TEXTE FOURNI.
>>
2666 par la compagnie Si vous pouviez lécher mon coeur - Julien Gosselin

Présenté au Festival d'Avignon en 2016, 2666 est l’adaptation du roman éponyme de Roberto Bolaño.

Spectacle-fleuve de douze heures composé de cinq parties comme l’œuvre originale, la pièce met en scène de nombreux personnages : quatre universitaires européens à la recherche d'un mystérieux écrivain allemand dont on ne connaît pas le visage, un professeur espagnol qui entend des voix et se prend pour Marcel Duchamp, un journaliste new-yorkais parti couvrir un combat de boxe au Mexique, des policiers mexicains englués dans les innombrables meurtres commis à la frontière avec les États-Unis dans une ville qui pourrait être Ciudad Juarez, et un jeune Allemand, né dans les années 20, qui pourrait devenir auteur de romans. Incarnés par treize interprètes, ils sont tour à tour musiciens, acteurs, narrateurs ou personnages.

 

Le spectacle à l’image du roman est « énorme, infini, jouissif, pénible parfois », conçu comme une expérience totale, une traversée commune entre les acteurs et le public, en en gardant la force et la complexité.

 

« J’aime être face à des auteurs qui osent des sujets monumentaux, ou plus grands qu’eux. » -Julien Gosselin

Interview

Pourquoi ce roman-là ?
<<
LES CONSIGNES.
1. Pour chaque affirmation, dites si elle correspond au texte sur la pièce 2666 en répondant par oui ou par non, et citez mot pour mot les mots du texte qui tranchent. (a) Le spectacle dure douze heures. (b) Les personnages sont joués par quinze interprètes. (c) La pièce a été présentée au Festival d'Avignon en 2016.
2. Recopiez sans rien changer le passage du texte sur la pièce 2666 qui commence par « Spectacle-fleuve de douze heures » et se termine par « narrateurs ou personnages. ».
3. Résumez en deux phrases le texte sur la pièce 2666.

LES LIGNES.
>>
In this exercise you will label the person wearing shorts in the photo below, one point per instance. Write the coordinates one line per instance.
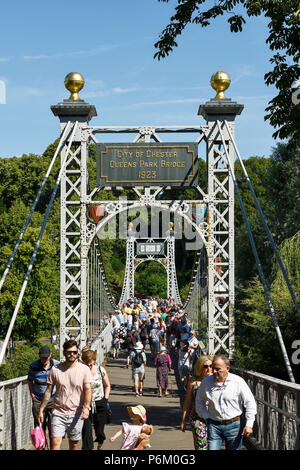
<<
LES RÉPONSES.
1.
(a) Oui : « Spectacle-fleuve de douze heures »
(b) Non : « Incarnés par treize interprètes »
(c) Oui : « Présenté au Festival d'Avignon en 2016 »

2.
Spectacle-fleuve de douze heures composé de cinq parties comme l’œuvre originale, la pièce met en scène de nombreux personnages : quatre universitaires européens à la recherche d'un mystérieux écrivain allemand dont on ne connaît pas le visage, un professeur espagnol qui entend des voix et se prend pour Marcel Duchamp, un journaliste new-yorkais parti couvrir un combat de boxe au Mexique, des policiers mexicains englués dans les innombrables meurtres commis à la frontière avec les États-Unis dans une ville qui pourrait être Ciudad Juarez, et un jeune Allemand, né dans les années 20, qui pourrait devenir auteur de romans. Incarnés par treize interprètes, ils sont tour à tour musiciens, acteurs, narrateurs ou personnages.

3. 2666 est l'adaptation du roman de Roberto Bolaño, présentée au Festival d'Avignon en 2016, un spectacle de douze heures en cinq parties comme l'œuvre d'origine. Treize interprètes y jouent de nombreux personnages, et la pièce est conçue comme une expérience totale, une traversée commune entre les acteurs et le public.